===== Records for this exercise =====

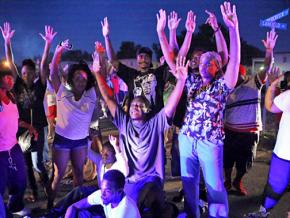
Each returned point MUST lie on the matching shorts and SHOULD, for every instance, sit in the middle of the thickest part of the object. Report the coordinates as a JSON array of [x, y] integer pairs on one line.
[[62, 143]]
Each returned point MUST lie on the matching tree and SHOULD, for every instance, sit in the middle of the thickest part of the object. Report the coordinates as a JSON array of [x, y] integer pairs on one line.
[[204, 38], [127, 49]]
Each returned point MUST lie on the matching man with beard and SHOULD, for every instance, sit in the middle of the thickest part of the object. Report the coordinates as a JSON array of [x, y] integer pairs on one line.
[[145, 81], [111, 196]]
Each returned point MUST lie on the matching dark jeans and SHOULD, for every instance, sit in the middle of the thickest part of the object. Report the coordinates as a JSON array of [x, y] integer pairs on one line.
[[34, 161], [73, 196], [14, 177], [278, 179], [240, 149]]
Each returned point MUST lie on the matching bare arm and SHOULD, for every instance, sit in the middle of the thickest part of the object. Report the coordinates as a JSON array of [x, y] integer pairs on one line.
[[7, 34], [109, 48], [173, 22], [270, 93], [221, 44], [73, 209], [269, 45], [231, 21], [106, 92], [180, 75], [54, 71], [48, 37], [190, 27], [168, 54]]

=====

→ What you should do:
Go back to the data above and please quote exactly, and only, the lines from the line with "Each returned point MUST lie on the matching bare" through its last line.

→ Task answer:
Each returned point MUST lie on the matching bare arm and SHOULD, for every instance, sit in the middle of the thickest part of the object. Report the coordinates as a JSON array of [x, y] integer pairs on one line.
[[7, 34], [109, 48], [173, 22], [270, 93], [221, 44], [73, 209], [269, 45], [231, 21], [106, 92], [180, 75], [54, 71], [48, 37], [190, 27], [168, 54]]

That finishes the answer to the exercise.